Free-text object descriptions:
···

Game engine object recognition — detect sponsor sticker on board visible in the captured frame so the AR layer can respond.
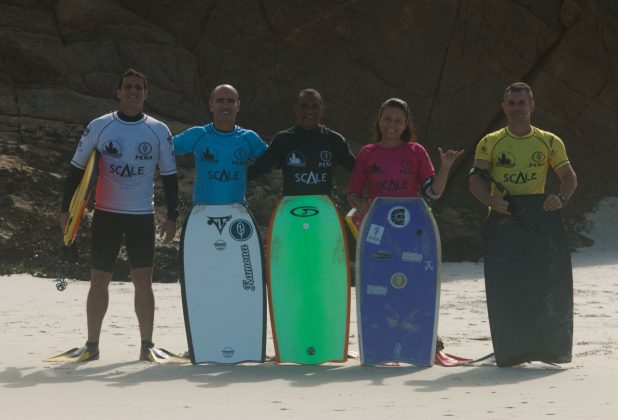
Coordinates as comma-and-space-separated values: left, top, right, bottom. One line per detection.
401, 251, 423, 263
366, 224, 384, 245
367, 285, 388, 296
229, 219, 253, 241
388, 206, 410, 228
390, 272, 408, 289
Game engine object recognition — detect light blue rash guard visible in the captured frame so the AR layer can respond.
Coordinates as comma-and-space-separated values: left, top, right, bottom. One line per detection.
173, 123, 267, 204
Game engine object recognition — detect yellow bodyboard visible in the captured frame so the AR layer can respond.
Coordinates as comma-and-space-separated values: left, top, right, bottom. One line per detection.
62, 150, 99, 245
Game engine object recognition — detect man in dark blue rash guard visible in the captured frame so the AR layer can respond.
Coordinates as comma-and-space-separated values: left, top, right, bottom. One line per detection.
248, 89, 356, 196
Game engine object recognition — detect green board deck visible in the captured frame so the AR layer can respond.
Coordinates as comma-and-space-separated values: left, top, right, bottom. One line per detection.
267, 195, 350, 364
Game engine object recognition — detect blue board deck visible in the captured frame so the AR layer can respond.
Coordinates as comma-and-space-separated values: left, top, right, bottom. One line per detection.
356, 197, 441, 366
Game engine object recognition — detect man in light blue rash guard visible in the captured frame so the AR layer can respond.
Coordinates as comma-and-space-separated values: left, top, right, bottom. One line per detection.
173, 84, 267, 204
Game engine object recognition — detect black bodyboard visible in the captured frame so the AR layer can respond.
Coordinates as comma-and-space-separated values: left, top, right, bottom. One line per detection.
484, 194, 573, 367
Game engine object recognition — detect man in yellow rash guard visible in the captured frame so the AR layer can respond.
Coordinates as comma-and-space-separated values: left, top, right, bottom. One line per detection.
469, 82, 577, 212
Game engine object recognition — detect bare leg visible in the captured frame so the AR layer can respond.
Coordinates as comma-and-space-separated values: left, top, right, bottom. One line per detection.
87, 269, 113, 342
132, 267, 154, 342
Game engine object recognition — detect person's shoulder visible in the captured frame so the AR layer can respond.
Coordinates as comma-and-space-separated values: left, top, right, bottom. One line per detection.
480, 127, 508, 143
271, 126, 296, 140
143, 114, 171, 131
280, 126, 297, 135
235, 126, 263, 141
89, 112, 115, 126
172, 126, 209, 151
320, 125, 346, 140
532, 126, 562, 142
407, 141, 427, 151
83, 112, 116, 136
358, 143, 378, 155
177, 125, 209, 138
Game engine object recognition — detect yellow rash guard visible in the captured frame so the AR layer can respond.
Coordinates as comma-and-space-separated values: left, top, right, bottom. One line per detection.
474, 126, 570, 197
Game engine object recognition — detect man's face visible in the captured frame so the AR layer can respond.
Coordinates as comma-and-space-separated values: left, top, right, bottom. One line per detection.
502, 90, 535, 125
210, 86, 240, 125
294, 94, 324, 129
116, 75, 147, 114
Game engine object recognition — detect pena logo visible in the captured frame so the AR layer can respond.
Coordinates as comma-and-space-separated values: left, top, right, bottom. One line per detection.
290, 206, 319, 217
390, 272, 408, 289
207, 215, 232, 234
214, 240, 227, 251
532, 151, 545, 162
229, 219, 253, 241
222, 347, 235, 358
286, 151, 306, 167
388, 207, 410, 228
137, 142, 152, 156
400, 159, 413, 175
136, 142, 153, 160
319, 150, 333, 168
233, 147, 248, 165
102, 140, 122, 158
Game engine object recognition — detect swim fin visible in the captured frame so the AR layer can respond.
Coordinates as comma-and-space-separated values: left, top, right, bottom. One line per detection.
44, 346, 99, 363
140, 346, 190, 364
434, 350, 473, 366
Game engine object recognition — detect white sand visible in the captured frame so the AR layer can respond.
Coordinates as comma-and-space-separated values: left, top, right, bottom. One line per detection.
0, 198, 616, 419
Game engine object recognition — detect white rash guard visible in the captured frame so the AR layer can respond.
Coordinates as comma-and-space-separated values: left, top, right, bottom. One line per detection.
70, 112, 177, 215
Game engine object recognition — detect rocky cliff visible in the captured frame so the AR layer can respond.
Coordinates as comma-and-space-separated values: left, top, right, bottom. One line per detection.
1, 0, 616, 281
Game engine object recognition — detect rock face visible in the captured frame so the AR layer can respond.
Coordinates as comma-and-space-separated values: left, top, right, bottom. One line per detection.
0, 0, 616, 279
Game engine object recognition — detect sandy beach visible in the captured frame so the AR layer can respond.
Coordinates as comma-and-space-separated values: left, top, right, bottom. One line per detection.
0, 198, 616, 419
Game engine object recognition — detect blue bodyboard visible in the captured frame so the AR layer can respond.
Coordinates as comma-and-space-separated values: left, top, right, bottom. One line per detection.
356, 198, 440, 366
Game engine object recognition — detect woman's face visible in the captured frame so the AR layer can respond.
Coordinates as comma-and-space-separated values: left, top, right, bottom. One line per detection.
379, 106, 407, 142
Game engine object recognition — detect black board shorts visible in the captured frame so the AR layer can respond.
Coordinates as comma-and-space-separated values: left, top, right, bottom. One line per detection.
91, 209, 155, 272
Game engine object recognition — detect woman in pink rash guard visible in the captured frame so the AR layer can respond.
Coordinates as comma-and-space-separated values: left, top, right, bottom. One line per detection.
347, 97, 465, 366
348, 98, 463, 215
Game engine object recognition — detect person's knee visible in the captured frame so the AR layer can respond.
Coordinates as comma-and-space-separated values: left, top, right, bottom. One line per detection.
131, 267, 153, 290
89, 269, 112, 289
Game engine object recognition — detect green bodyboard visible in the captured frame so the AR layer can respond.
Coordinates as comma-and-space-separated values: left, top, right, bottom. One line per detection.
267, 195, 350, 364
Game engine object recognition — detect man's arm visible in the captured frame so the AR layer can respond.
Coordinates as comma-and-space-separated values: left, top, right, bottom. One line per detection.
336, 136, 356, 172
159, 174, 179, 244
58, 164, 86, 230
247, 137, 280, 181
543, 163, 577, 212
468, 159, 509, 214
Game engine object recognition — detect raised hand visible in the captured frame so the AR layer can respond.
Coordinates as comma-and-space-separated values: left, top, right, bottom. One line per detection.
438, 147, 465, 168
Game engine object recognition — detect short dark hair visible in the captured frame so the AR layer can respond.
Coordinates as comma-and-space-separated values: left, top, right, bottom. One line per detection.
297, 88, 323, 104
118, 68, 148, 90
373, 98, 416, 143
504, 82, 533, 101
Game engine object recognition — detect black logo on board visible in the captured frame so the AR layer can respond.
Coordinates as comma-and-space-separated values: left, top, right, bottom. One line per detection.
207, 215, 232, 234
229, 219, 253, 241
290, 206, 319, 217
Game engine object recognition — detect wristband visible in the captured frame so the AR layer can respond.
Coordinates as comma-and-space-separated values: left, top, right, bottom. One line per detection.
557, 194, 568, 206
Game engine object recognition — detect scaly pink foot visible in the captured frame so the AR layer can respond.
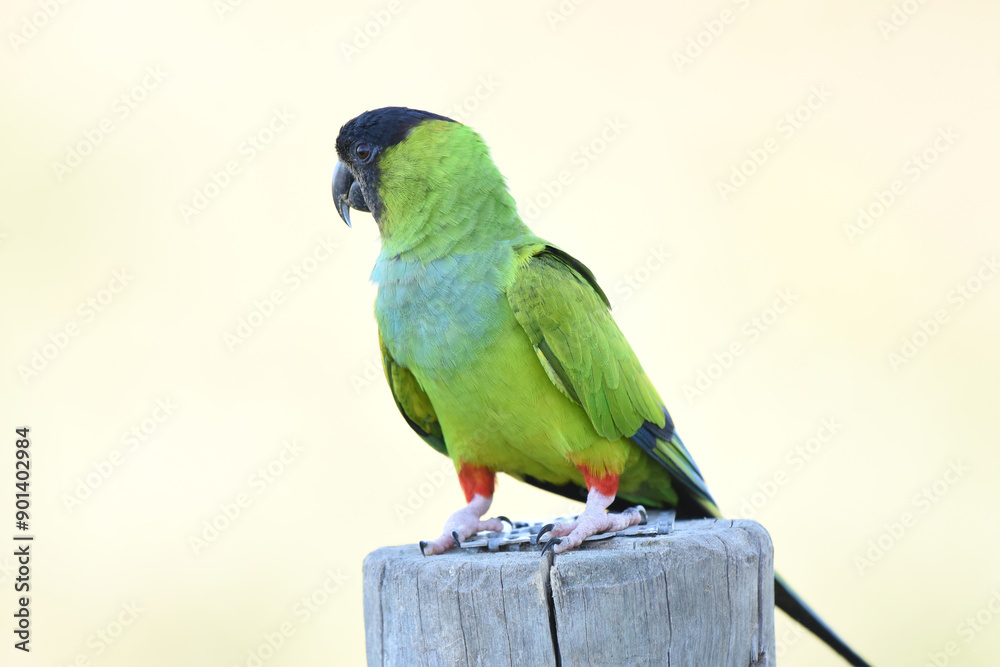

···

WORK TO COMPLETE: Copy the data exactly. Pictures do not belong in the copy.

EXERCISE OUTPUT:
Game engine object recognition — detect sponsor sticker on board visible in the captured frame so the AR layer can respond.
Coordinates as comma-and-space-separated values: left, top, right, bottom. One line per detection.
401, 251, 423, 263
366, 224, 384, 245
367, 285, 388, 296
229, 219, 253, 241
388, 206, 410, 228
390, 272, 408, 289
Game engine object recognition — detect light blue rash guard visible in the captured frame so the AR layer can respond.
Coordinates as comma-and-space-separated values: left, top, right, bottom. One line per detection.
173, 123, 267, 204
Game engine object recognition — detect yellow bodyboard visible in the captured frame so the AR layer can respond.
Coordinates as comma-and-space-separated values: left, top, right, bottom. One line per detection.
62, 150, 99, 245
Game engine object recognition — detect man in dark blue rash guard visible in the captured frame so the AR layer can respond.
Coordinates as comma-and-space-separated values: left, top, right, bottom. One line per detection.
248, 89, 356, 196
Game engine object recognition — detect green board deck visible in the captured frame so the AR layer can respond.
Coordinates as comma-and-space-separated values: left, top, right, bottom. One line per detection.
267, 195, 350, 364
Game engine object recognition — detect blue board deck visible in the captured frame so the AR layer can respond.
Coordinates as comma-and-space-separated values: left, top, right, bottom. One line per detection.
356, 197, 441, 366
Game engine object recognition — detect man in light blue rash guard visible in the captured frame so the AR layer can respond.
Coordinates as comma-and-space-separated values: left, top, right, bottom. One line per detection.
173, 84, 267, 204
Game engine object recognition — detect black bodyboard visible in the captured frame so the AR layer can respond.
Coordinates as comma-and-space-separated values: left, top, right, bottom. One line per detection.
484, 194, 573, 367
Game engine object recognition — detect man in yellow rash guard visible in the captured frame so the AR layer can respond.
Coordinates as comma-and-space-separated values: left, top, right, bottom. One line per detection.
469, 82, 577, 212
Game engine object recognition — detect bare leg visible in the captured frame so the AR layer can respond.
Coordinates as comma-and-space-separated values: left, top, right, bottom. One line per detection.
87, 269, 113, 342
132, 267, 154, 342
Game engine object recognition — detect person's shoulder visible in the captured frame so the AR layer can respond.
Coordinates as comma-and-space-separated values: left, top, right, bottom. One line per detection.
480, 127, 508, 143
271, 126, 296, 140
143, 114, 171, 131
280, 126, 297, 135
235, 126, 263, 141
89, 112, 115, 126
172, 126, 209, 151
320, 125, 346, 140
532, 126, 562, 142
407, 141, 427, 151
83, 112, 116, 136
358, 143, 378, 155
177, 125, 209, 138
Game engine object recognition — detect yellow rash guard visible in the captured frame so the AR layer can respond.
Coordinates as comma-and-space-separated values: left, top, right, bottom. One line per detection.
474, 126, 570, 197
Game engine object recognition — detect man's face visible in the captured frame so the AR layer can respond.
Coordinates as comma-and-space-separated values: left, top, right, bottom. One line per detection.
502, 90, 535, 125
210, 86, 240, 125
294, 94, 324, 129
116, 75, 147, 114
Game engine object recognition — detect pena logo visible in the captured frame so the AR layer can respond.
Coordinates as comma-and-space-separated values: left, top, right, bottom. One line per detection.
290, 206, 319, 217
390, 272, 408, 289
207, 215, 232, 234
214, 240, 227, 251
532, 151, 545, 162
229, 219, 253, 241
222, 347, 235, 358
286, 151, 306, 167
388, 207, 410, 228
137, 142, 152, 156
400, 159, 413, 175
136, 142, 153, 160
319, 150, 333, 168
233, 147, 248, 165
102, 140, 122, 158
Game engine object recognition — detect swim fin visible in the captured frame so the AR layer can respond.
Coordinates as comma-and-space-separated values: left, top, right, bottom. One line per detection.
44, 346, 99, 363
140, 346, 190, 364
434, 350, 473, 366
Game engine object recognition — detect white sand visible in the captured frame so the AR layer can respond.
Coordinates as comma-and-space-separated values: left, top, right, bottom. One line per detection.
0, 198, 616, 419
Game engine object recognition — detect white rash guard visible in the captured frame so the AR layer can respond.
Coordinates as comma-and-space-separated values: left, top, right, bottom. One line per detection.
70, 112, 177, 215
Game engine object recognition — detect rocky cliff visible in the captured frame so the AR layer can respond.
Coordinates as comma-and-space-separated values: left, top, right, bottom. One line per detection.
1, 0, 616, 281
Game engine object recognition — detect rock face visible in the captured frame so the AR layer can respond.
Coordinates as comma-and-space-separated values: left, top, right, bottom. One line per detection.
0, 0, 616, 279
Game engine object recognition — detect sandy beach visible in the captured frame so the AR layer can respond.
Coordinates as comma-and-space-separated values: left, top, right, bottom. One line per detection.
0, 198, 616, 419
Game engine object recognition — detect blue bodyboard visible in the captured frame so the AR layer can respond.
Coordinates as comma-and-space-separated values: left, top, right, bottom. One line per detection.
356, 198, 440, 366
Game engine object recognition — detect woman's face visible in the captured frame so the AR layer can respond.
Coordinates as comma-and-space-separated values: left, top, right, bottom. One line per detection.
379, 106, 407, 142
Game engine object recognition — detect black board shorts visible in the captured frame so the AR layer can respond.
Coordinates as comma-and-space-separated values: left, top, right, bottom. One line per detection.
91, 209, 155, 272
Game engine object recognition — detect woman in pink rash guard visible in the captured frame so the AR layer can respond.
Coordinates as comma-and-space-separated values: left, top, right, bottom. One line per detection.
347, 97, 465, 366
348, 98, 463, 215
Game engine object recognition — detect person's knee visible in the captured frame so the AR layer can respond.
Coordinates as comma-and-space-separated values: left, top, right, bottom. One line per detection.
131, 267, 153, 290
89, 269, 112, 289
Game engine object recognition — detect green bodyboard visible in the captured frame so the AR layer can respond.
Coordinates as comma-and-space-separated values: left, top, right, bottom. One line per detection.
267, 195, 350, 364
Game engine object recognition — detect man's arm visible in the captured frame so the AR layer can respond.
Coordinates as comma-and-space-separated values: left, top, right, bottom. One line per detection.
336, 136, 356, 172
159, 174, 179, 244
58, 164, 86, 230
247, 137, 280, 181
543, 163, 577, 212
468, 159, 509, 214
Game engine object recognition — detect raised hand visible in the captured frame so the AR layer can respond.
Coordinates as comma-and-space-separated values: left, top, right, bottom. One line per detection.
438, 147, 465, 168
Game engine object recognition — detect short dark hair visible in the captured frame so the AR layer can respond.
Coordinates as comma-and-space-separated values: left, top, right, bottom. One line per detection.
297, 88, 323, 104
118, 68, 148, 90
373, 98, 416, 143
504, 82, 533, 101
Game engine object recognition — detect black logo on board visible in the captured frame so the AR layer can respond.
Coordinates as comma-and-space-separated values: left, top, right, bottom. One line per detection.
207, 215, 232, 234
229, 219, 253, 241
290, 206, 319, 217
Game engine object recognition — detect wristband visible in the captured frame so the AR layer can respond.
Coordinates as comma-and-space-separated values: left, top, right, bottom. One line per detection.
557, 194, 568, 206
Game engine object recognition — detect scaly pink foot visible in the captured frame so the AR layer can respond.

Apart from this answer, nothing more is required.